> [Dataset]
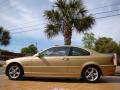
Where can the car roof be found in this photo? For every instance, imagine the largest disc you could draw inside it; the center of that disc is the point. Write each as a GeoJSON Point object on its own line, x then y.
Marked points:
{"type": "Point", "coordinates": [92, 52]}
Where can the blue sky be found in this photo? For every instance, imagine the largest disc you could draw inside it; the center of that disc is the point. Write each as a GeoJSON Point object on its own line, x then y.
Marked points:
{"type": "Point", "coordinates": [15, 15]}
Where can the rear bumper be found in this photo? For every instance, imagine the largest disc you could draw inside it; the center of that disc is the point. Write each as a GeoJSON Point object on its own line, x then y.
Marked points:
{"type": "Point", "coordinates": [108, 70]}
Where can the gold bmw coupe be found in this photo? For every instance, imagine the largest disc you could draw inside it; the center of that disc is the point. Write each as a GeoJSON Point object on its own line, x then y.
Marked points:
{"type": "Point", "coordinates": [63, 61]}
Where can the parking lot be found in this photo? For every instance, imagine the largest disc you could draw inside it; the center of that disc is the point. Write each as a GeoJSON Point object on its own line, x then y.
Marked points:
{"type": "Point", "coordinates": [108, 83]}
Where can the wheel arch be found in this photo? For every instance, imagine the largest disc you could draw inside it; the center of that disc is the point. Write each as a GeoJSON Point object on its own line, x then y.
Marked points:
{"type": "Point", "coordinates": [12, 64]}
{"type": "Point", "coordinates": [87, 65]}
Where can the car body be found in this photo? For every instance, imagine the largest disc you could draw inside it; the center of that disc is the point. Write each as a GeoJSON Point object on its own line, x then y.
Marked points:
{"type": "Point", "coordinates": [63, 61]}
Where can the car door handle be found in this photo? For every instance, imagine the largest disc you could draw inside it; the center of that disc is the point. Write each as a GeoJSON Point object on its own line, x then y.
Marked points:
{"type": "Point", "coordinates": [66, 59]}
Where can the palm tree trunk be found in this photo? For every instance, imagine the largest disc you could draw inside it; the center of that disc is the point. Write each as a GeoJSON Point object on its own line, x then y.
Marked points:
{"type": "Point", "coordinates": [67, 35]}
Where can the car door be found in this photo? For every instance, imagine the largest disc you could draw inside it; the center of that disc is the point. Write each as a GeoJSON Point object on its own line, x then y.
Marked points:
{"type": "Point", "coordinates": [52, 63]}
{"type": "Point", "coordinates": [77, 57]}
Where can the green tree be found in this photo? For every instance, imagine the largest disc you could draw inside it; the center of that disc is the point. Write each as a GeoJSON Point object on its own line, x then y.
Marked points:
{"type": "Point", "coordinates": [30, 50]}
{"type": "Point", "coordinates": [106, 45]}
{"type": "Point", "coordinates": [66, 16]}
{"type": "Point", "coordinates": [89, 40]}
{"type": "Point", "coordinates": [4, 37]}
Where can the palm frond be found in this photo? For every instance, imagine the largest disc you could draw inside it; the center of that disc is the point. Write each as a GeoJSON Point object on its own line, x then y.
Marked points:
{"type": "Point", "coordinates": [52, 30]}
{"type": "Point", "coordinates": [53, 16]}
{"type": "Point", "coordinates": [84, 24]}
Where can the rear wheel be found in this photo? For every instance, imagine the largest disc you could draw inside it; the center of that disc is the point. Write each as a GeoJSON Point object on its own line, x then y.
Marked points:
{"type": "Point", "coordinates": [91, 74]}
{"type": "Point", "coordinates": [15, 72]}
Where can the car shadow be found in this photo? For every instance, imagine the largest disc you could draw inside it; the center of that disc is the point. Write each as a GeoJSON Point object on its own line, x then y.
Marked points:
{"type": "Point", "coordinates": [111, 79]}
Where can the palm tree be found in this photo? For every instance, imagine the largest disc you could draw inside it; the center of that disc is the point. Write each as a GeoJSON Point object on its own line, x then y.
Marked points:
{"type": "Point", "coordinates": [66, 16]}
{"type": "Point", "coordinates": [4, 37]}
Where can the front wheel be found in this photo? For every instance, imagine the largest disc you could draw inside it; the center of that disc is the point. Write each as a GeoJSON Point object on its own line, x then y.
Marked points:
{"type": "Point", "coordinates": [15, 72]}
{"type": "Point", "coordinates": [91, 74]}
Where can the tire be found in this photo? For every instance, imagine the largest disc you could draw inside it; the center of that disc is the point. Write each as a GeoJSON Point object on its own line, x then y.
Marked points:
{"type": "Point", "coordinates": [15, 72]}
{"type": "Point", "coordinates": [91, 74]}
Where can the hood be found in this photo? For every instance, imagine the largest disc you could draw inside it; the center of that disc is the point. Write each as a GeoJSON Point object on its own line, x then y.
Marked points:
{"type": "Point", "coordinates": [20, 59]}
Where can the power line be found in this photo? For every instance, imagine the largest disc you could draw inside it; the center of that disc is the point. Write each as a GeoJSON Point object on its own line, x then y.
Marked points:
{"type": "Point", "coordinates": [26, 27]}
{"type": "Point", "coordinates": [41, 28]}
{"type": "Point", "coordinates": [106, 12]}
{"type": "Point", "coordinates": [26, 31]}
{"type": "Point", "coordinates": [45, 23]}
{"type": "Point", "coordinates": [108, 16]}
{"type": "Point", "coordinates": [105, 6]}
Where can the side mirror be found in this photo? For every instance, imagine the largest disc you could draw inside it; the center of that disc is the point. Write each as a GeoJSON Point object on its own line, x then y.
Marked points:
{"type": "Point", "coordinates": [40, 55]}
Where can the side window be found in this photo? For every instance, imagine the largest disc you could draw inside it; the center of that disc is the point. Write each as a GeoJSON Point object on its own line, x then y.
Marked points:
{"type": "Point", "coordinates": [78, 52]}
{"type": "Point", "coordinates": [56, 51]}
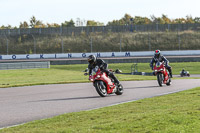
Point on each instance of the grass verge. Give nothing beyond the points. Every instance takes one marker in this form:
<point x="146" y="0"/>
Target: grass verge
<point x="173" y="113"/>
<point x="73" y="74"/>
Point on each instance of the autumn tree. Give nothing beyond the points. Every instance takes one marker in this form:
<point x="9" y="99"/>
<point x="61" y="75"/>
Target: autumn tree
<point x="94" y="23"/>
<point x="68" y="23"/>
<point x="23" y="25"/>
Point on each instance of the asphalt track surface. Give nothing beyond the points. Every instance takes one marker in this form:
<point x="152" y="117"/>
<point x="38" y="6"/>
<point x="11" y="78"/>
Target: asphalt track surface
<point x="23" y="104"/>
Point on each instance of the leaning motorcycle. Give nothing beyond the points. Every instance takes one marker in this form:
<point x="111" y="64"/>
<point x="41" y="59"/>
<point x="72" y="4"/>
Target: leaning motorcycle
<point x="104" y="85"/>
<point x="162" y="74"/>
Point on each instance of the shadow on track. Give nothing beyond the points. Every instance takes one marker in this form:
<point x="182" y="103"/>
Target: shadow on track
<point x="61" y="99"/>
<point x="141" y="87"/>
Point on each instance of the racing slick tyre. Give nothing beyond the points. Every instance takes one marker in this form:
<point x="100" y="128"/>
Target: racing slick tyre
<point x="101" y="88"/>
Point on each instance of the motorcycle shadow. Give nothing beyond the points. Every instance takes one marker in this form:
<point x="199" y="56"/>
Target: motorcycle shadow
<point x="141" y="87"/>
<point x="68" y="99"/>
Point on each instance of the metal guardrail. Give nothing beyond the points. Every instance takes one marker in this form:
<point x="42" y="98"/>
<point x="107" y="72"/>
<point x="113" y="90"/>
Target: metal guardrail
<point x="89" y="29"/>
<point x="24" y="65"/>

> [Exercise aim]
Turn the lines above into a JSON list of strings, one string per line and no blank lines. Begin at the line that contains "Point on each instance of the motorcycle" and stop after the final line.

> [Result below]
[
  "Point on each instance of the motorcycle shadow. Give nothing beyond the points. Every instance takes one marker in this form:",
  "<point x=\"199\" y=\"56\"/>",
  "Target: motorcycle shadow",
  "<point x=\"141\" y=\"87\"/>",
  "<point x=\"68\" y=\"99\"/>",
  "Point on each instance of the metal guardrail. Give nothing beyond the points. Every instance takes one marker in this form:",
  "<point x=\"42\" y=\"98\"/>",
  "<point x=\"107\" y=\"72\"/>",
  "<point x=\"113\" y=\"90\"/>",
  "Target: metal guardrail",
  "<point x=\"89\" y=\"29\"/>",
  "<point x=\"24\" y=\"65\"/>"
]